Document passage:
════════════════

Letter to the Editor

We Need Your Help and Support

To the Editor,

Portal To Hope (PTH), the award-winning nonprofit organization serving domestic violence crime victims in Everett, Lynn, Medford, Malden, Winthrop and neighboring Massachusetts communities, is facing a 27% budget cut effective July 1.  Already operating as a small-funded nonprofit, PTH relies on $179,900 in federal funding from the Victims of Crime Act (VOCA) to serve an average of 900 people each year.

Drastic cuts to VOCA will leave PTH to operate on $131,490 in fiscal year 2023 – a severe reduction.  Considering that PTH spends less than 5% on administrative costs where its management team already volunteers time to carry-out administrative functions in order to dedicate funds for direct care service programs, the 27% budget cut will strap the organization and eliminate its Emergency Shelter program.  “In talking with the public, they are as perplexed as we are as to why government keeps cutting funding to agencies serving some of our most vulnerable community members – especially when they realize all the helpful services that we provide,” said Linda Morris, a survivor who has been sharing her time as a Victim Advocate at PTH for seventeen years.  “As a survivor whose own life was impacted by a family member killed by her abuser, I struggle to understand why PTH and similar agencies are forced to beg for funding every year,” said Morris.

════════════════

To do:
1. According to the letter, how many people does Portal To Hope serve on average each year?
2. Write out again, word for word, the part of the letter from "Letter to the" up to and including "people each year.".
The records that come next have nothing to do with the letter.

════════════════

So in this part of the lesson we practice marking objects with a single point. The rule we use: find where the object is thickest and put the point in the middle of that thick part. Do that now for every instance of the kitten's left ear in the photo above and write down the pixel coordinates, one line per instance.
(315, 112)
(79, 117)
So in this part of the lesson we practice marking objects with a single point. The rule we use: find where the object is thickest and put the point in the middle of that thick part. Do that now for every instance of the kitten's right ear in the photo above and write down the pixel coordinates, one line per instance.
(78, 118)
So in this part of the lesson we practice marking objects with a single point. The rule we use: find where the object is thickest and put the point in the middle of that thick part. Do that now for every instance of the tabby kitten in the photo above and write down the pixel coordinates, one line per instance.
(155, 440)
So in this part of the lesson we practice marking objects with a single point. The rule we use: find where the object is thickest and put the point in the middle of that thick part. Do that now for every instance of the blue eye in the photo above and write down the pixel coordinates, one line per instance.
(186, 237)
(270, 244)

════════════════

In response:
1. An average of 900 people each year.

2.
Letter to the Editor

We Need Your Help and Support

To the Editor,

Portal To Hope (PTH), the award-winning nonprofit organization serving domestic violence crime victims in Everett, Lynn, Medford, Malden, Winthrop and neighboring Massachusetts communities, is facing a 27% budget cut effective July 1.  Already operating as a small-funded nonprofit, PTH relies on $179,900 in federal funding from the Victims of Crime Act (VOCA) to serve an average of 900 people each year.